== Texto proporcionado ==
--------------------------------

La Peregrina vira su rumbo, gira su proa y se mete tierra adentro.
Atraviesa los campos de Castilla, amarillos de girasoles y de pajas secas. Los castellanos tienen el mar arriba, suspendido sobre sus cabezas, en la bóveda celeste, de un azul que parece recién inventado por un dios que sólo conociera los días de la infancia, cuando todo estaba por inventar. Ese marcielo tiene sus olas y espumas, crestas de nubes viajeras que a la tarde el viento desordena hasta hacerlas jirones por donde rayan los últimos dorados y rosas de la luz poniente.
Poco a poco, kilómetro a kilómetro de carretera, el norte nos va atrayendo hacia su voz verde y alta, coronada de picos nevados y de águilas. Las llanuras empiezan a ondularse y a las pequeñas iglesias románicas que se ven en los márgenes de la ruta les crecen espadañas de piedra, en vertical pregunta hacia el cielo. Esas paredes habitadas de nidos huecos, vanos abirtos al reposo de las cuatro campanas, ahora pájaros de bronce en silencio que antes repicaban para llamar al rezo, a muerto, a fiesta, a fuego...latidos hondos de la vida de los pueblos.
Paramos en Perazancas a comprar pan, rosquillas, magdalenas, bizcochos. Las hogazas, redondas y doradas, descansan en una cuna de madera, tapadas con un paño blanco. Hay una mujer anciana de rostro esquisito, de sonrisa tan fresca como una rosa recién abierta. Quién pudiera tallar ese rostro con palabras, poner aquí la escultura viva de todas sus arrugas, caminos que el tiempo transitó, con sus pezuñitas invisibles, hasta ahondar esos surcos, hasta revelar esos huesos, ese brillo pulido de su mirar.
Son esos encuentros fugaces, como un rayo, donde algo del alma del otro se prende en la nuestra.

--------------------------------

== Datos a continuación ==
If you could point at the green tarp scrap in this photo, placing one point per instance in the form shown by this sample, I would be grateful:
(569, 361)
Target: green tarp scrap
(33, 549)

--------------------------------

== Complete lo siguiente ==
1. Resuma el texto en dos oraciones.
2. Responda, según el texto, a estas preguntas:
(a) ¿De qué están amarillos los campos de Castilla?
(b) ¿Qué les crece a las pequeñas iglesias románicas de los márgenes de la ruta?
(c) ¿Dónde descansan las hogazas en Perazancas?

== Solucionario por tarea ==
1. La Peregrina se mete tierra adentro por los campos de Castilla, bajo un cielo que se describe como un mar con olas y espumas de nubes, y avanza hacia el norte, donde las llanuras se ondulan y las iglesias románicas tienen espadañas de piedra. En Perazancas se detienen a comprar pan y dulces, y la mirada se posa en el rostro de una mujer anciana, ejemplo de esos encuentros fugaces en que algo del alma del otro se prende en la nuestra.

2.
(a) De girasoles y de pajas secas.
(b) Espadañas de piedra.
(c) En una cuna de madera, tapadas con un paño blanco.